More than 130 cars have completed the Club Triumph Round Britain Reliability Run, and in the process raised in excess of £62,000 for Guide Dogs UK. In total 119 crews out of 133 starters completed the 2000-mile non-stop drive in less than 48 hours.
The event, which celebrated its 50th anniversary this year, featured almost every type of Triumph imaginable, from Heralds and Dolomites to TR4s and Acclaims.
Competitors set off from Knebworth House at 6pm on Friday before heading north into Scotland, reaching John O’Groats at 7am the following morning. A hearty breakfast bolstered crews for the run to Lands End, which took participants through some of the most challenging driving roads in Scotland.
Less than 24 hours after leaving the northernmost point in mainland Britain, the first crews rolled into Land’s End, where the earliest arrivals were able to steal a few moments well-earned rest. The last leg back to Knebworth took a further 12 hours, and proved one of the biggest challenges for drivers and cars alike, with many limping to the finish.

▬▬▬

Tasks to complete -
[1] Answer these questions using the Reliability Run report:
(a) How many cars started the run?
(b) Where and at what time did competitors set off?
(c) How long did the last leg back to Knebworth take?
[2] Write the next part of the Reliability Run report, picking up after its final sentence.
The rows that follow were taken from a different source than the Reliability Run report.

Saved data entries -
▬▬▬

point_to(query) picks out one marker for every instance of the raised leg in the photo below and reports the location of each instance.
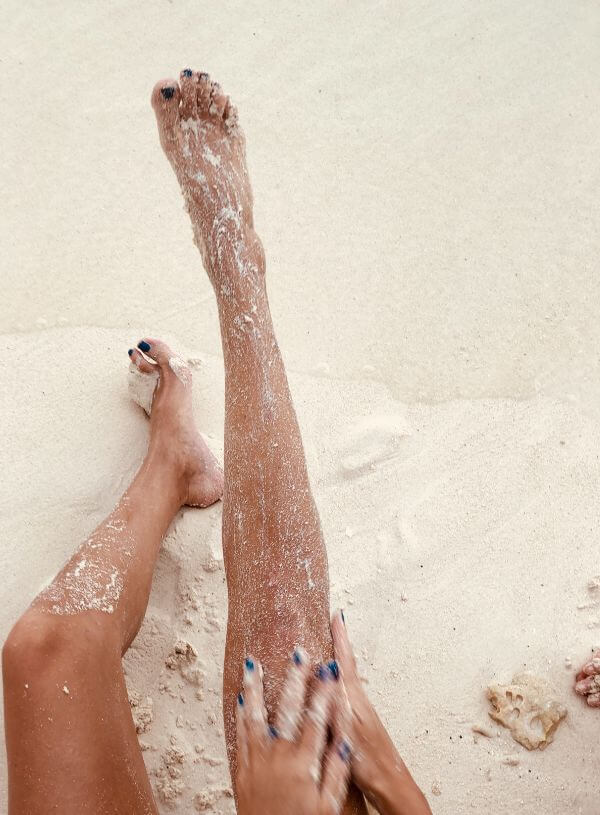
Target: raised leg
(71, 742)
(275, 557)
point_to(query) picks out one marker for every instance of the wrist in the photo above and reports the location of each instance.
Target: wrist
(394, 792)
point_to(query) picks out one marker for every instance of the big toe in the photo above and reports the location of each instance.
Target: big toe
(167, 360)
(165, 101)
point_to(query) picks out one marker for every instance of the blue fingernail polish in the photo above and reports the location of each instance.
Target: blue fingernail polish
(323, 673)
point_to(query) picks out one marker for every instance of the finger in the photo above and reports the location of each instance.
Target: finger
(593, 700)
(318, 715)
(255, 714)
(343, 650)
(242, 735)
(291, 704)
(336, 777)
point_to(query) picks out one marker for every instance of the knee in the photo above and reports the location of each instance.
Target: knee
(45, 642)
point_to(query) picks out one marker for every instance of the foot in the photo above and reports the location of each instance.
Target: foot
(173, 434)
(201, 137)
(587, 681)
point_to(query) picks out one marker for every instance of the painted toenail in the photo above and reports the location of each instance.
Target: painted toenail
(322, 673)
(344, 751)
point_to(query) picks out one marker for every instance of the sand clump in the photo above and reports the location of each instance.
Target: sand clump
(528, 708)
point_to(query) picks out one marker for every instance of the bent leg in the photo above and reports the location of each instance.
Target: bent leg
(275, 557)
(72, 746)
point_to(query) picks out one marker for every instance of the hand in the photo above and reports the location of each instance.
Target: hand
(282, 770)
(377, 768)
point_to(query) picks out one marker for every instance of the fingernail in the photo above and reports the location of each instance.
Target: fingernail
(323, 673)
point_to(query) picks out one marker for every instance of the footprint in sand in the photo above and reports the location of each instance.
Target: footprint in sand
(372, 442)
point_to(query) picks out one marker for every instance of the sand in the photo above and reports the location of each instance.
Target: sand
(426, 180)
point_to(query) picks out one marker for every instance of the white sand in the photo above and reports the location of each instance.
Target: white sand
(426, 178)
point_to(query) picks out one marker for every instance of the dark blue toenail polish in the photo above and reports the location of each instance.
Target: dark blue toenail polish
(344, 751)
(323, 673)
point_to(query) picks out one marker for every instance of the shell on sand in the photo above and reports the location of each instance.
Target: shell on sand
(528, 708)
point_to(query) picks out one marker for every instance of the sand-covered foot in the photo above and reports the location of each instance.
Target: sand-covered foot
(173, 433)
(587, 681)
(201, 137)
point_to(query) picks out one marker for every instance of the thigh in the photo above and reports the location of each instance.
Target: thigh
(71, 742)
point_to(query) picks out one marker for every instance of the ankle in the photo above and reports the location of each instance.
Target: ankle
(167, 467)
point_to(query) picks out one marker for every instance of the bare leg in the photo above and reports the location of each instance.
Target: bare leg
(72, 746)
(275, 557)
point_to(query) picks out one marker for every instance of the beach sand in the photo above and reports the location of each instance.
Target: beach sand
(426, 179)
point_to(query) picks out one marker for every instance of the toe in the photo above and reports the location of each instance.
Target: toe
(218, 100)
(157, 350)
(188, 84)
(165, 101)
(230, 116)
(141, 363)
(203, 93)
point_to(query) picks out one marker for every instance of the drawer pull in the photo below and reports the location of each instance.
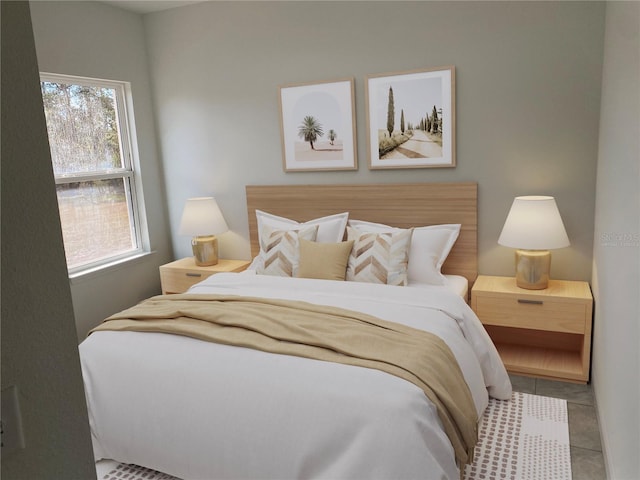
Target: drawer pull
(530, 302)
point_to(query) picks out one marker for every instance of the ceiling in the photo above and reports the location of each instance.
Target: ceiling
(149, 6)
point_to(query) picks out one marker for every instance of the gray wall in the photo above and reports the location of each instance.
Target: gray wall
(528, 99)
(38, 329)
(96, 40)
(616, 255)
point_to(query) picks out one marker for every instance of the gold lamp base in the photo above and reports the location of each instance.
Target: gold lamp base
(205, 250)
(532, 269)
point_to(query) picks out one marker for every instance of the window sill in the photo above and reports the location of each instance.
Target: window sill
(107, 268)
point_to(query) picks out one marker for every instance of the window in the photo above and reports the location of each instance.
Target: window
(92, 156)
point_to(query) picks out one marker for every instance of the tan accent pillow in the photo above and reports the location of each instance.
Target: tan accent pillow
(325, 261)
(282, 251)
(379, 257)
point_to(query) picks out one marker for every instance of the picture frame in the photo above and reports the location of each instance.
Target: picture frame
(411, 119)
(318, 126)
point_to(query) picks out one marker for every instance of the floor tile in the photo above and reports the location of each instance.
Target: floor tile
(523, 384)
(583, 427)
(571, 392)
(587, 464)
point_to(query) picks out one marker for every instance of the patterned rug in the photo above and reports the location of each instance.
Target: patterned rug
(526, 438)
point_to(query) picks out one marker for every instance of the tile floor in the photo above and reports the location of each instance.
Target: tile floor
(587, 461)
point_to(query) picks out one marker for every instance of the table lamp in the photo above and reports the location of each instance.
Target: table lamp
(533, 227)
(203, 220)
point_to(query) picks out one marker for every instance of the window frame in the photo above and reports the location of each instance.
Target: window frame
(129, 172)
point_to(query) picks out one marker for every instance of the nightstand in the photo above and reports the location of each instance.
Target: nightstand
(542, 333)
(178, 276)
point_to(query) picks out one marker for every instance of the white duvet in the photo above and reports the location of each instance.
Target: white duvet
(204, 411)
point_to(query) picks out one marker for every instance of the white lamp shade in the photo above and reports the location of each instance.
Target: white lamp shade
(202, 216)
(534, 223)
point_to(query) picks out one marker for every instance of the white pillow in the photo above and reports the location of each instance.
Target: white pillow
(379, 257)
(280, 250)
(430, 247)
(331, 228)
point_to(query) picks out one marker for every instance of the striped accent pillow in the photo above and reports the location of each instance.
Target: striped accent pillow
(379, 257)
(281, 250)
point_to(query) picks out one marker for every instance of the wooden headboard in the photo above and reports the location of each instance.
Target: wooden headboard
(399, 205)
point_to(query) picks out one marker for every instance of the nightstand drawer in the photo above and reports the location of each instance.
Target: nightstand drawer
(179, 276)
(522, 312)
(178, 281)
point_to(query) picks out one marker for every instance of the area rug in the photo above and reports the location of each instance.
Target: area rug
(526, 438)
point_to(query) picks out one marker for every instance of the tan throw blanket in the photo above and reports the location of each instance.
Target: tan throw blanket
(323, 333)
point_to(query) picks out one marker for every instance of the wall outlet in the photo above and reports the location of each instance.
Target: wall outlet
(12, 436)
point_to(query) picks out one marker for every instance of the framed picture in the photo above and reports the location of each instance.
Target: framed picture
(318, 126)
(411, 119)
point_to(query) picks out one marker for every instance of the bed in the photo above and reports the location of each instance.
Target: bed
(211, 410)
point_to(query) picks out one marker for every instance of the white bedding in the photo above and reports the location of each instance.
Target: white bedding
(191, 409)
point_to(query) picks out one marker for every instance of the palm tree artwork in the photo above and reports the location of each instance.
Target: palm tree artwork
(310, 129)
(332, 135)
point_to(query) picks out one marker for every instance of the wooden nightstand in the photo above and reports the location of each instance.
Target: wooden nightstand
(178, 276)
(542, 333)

▬▬▬

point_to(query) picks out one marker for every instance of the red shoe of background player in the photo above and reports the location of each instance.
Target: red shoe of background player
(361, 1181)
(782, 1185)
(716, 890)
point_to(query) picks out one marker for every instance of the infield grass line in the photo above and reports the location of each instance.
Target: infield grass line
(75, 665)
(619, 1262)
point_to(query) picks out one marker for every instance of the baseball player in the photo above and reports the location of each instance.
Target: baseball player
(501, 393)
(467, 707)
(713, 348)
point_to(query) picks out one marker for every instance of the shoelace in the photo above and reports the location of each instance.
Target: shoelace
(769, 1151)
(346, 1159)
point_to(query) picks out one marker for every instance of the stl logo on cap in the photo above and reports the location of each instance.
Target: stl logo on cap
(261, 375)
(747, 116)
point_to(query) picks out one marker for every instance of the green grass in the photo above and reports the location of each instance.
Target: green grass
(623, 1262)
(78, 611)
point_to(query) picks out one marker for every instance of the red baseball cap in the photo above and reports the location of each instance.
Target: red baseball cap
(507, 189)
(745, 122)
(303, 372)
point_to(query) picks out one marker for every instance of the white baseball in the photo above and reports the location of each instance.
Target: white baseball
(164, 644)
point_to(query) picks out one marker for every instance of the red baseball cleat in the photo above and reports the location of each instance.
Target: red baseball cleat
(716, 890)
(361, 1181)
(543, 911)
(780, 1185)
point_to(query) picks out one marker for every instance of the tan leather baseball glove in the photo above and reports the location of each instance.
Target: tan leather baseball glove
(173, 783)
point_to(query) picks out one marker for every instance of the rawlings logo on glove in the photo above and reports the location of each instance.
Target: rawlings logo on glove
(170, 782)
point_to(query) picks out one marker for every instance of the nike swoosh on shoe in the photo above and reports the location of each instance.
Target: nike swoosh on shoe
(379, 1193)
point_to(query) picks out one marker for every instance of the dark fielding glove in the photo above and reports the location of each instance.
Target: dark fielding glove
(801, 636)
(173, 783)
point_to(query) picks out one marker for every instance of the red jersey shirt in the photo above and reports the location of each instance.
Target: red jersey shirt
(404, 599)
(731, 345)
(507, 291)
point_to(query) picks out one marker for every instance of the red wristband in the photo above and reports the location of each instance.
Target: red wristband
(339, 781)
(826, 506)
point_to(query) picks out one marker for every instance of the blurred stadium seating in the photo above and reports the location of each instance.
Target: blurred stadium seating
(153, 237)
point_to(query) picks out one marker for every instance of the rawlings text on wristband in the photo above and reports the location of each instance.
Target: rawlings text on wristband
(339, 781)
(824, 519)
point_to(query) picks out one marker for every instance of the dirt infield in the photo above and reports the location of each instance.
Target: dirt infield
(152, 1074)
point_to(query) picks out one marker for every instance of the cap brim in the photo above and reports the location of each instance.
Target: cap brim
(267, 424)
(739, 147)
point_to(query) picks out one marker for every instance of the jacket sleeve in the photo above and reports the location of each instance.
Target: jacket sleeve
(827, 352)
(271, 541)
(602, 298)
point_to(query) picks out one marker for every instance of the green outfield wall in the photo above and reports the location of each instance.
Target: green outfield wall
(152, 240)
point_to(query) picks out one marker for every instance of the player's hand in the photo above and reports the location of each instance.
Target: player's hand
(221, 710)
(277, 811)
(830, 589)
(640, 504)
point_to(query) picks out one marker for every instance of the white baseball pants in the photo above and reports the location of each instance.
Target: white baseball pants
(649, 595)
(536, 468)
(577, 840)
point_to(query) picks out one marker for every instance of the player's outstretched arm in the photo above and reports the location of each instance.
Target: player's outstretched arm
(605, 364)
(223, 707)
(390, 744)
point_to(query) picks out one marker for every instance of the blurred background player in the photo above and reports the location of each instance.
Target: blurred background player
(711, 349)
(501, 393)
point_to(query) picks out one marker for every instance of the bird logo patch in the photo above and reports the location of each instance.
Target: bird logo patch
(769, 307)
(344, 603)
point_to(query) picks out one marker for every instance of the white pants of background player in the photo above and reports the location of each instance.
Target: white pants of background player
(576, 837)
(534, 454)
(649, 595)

▬▬▬

Responses -
[1]
(a) 133
(b) Knebworth House, at 6pm on Friday
(c) A further 12 hours

[2]
Among the diverse entry list was a stunning GTR4 Dove, which showed a clean pair of heels through the nighttime section of winding Welsh roads, while the oldest car to take part – a Triumph Renown – completed the run after being driven to the start from Belgium. An incredible achievement.
Big saloons proved to be the cars of choice, their spacious interiors offering the best chance of sleep for weary crews, but a number of smaller-capacity Heralds and 1300s also completed the tour in good time. Most notable of these was a white Herald convertible, which surprised many with its turn of pace – no doubt helped by its Mazda MX-5 power plant!
The Round Britain Reliability Run takes place every two years and has raised more than £500,000 since the first event in 1966. This year’s total is on target to eclipse 2014’s total charitable donations, which topped £59,500 for Macmillan Cancer Support.